WHAT NEEDS TO BE DONE:
Retype the entries below exactly, dropping the images.
=== Begin Enclosure ===
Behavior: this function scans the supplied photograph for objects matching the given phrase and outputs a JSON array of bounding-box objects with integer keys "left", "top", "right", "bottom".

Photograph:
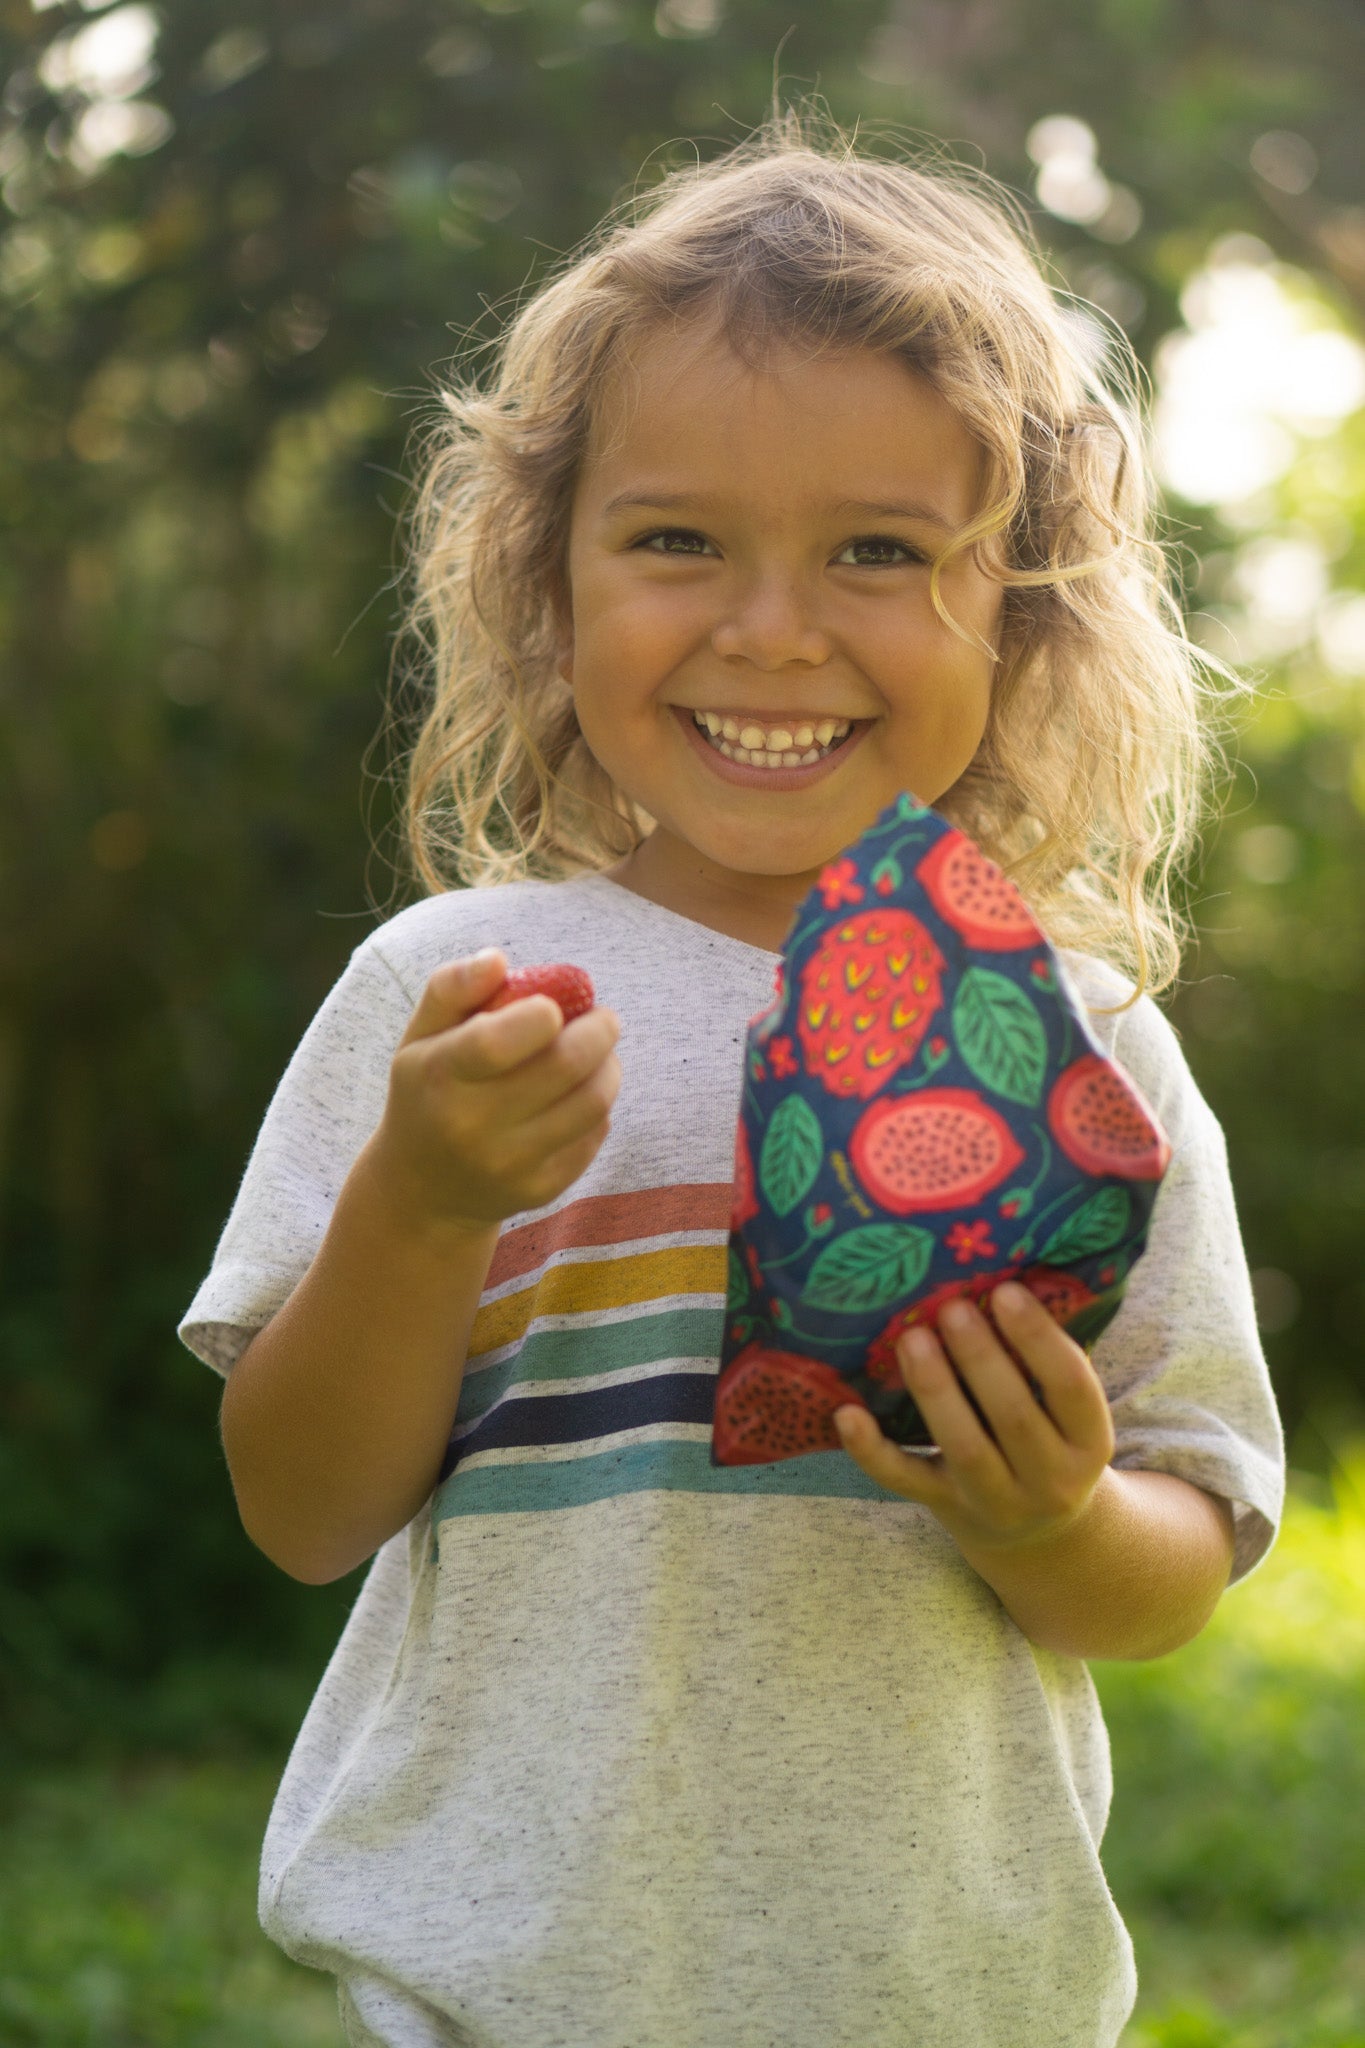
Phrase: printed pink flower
[
  {"left": 811, "top": 1203, "right": 833, "bottom": 1226},
  {"left": 768, "top": 1035, "right": 798, "bottom": 1078},
  {"left": 817, "top": 857, "right": 864, "bottom": 909},
  {"left": 946, "top": 1219, "right": 997, "bottom": 1265},
  {"left": 929, "top": 1035, "right": 948, "bottom": 1058},
  {"left": 875, "top": 871, "right": 895, "bottom": 894}
]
=== End Enclosure ===
EXERCISE RESPONSE:
Behavior: this function scans the supplied photograph for objects matching the given phrase and outputs a JSON array of bounding-box objects with integer keys "left", "top", "right", "bottom".

Photograph:
Phrase: printed pink flower
[
  {"left": 811, "top": 1203, "right": 833, "bottom": 1226},
  {"left": 768, "top": 1035, "right": 798, "bottom": 1078},
  {"left": 817, "top": 857, "right": 864, "bottom": 909},
  {"left": 946, "top": 1219, "right": 997, "bottom": 1265},
  {"left": 929, "top": 1035, "right": 948, "bottom": 1058},
  {"left": 875, "top": 871, "right": 895, "bottom": 894}
]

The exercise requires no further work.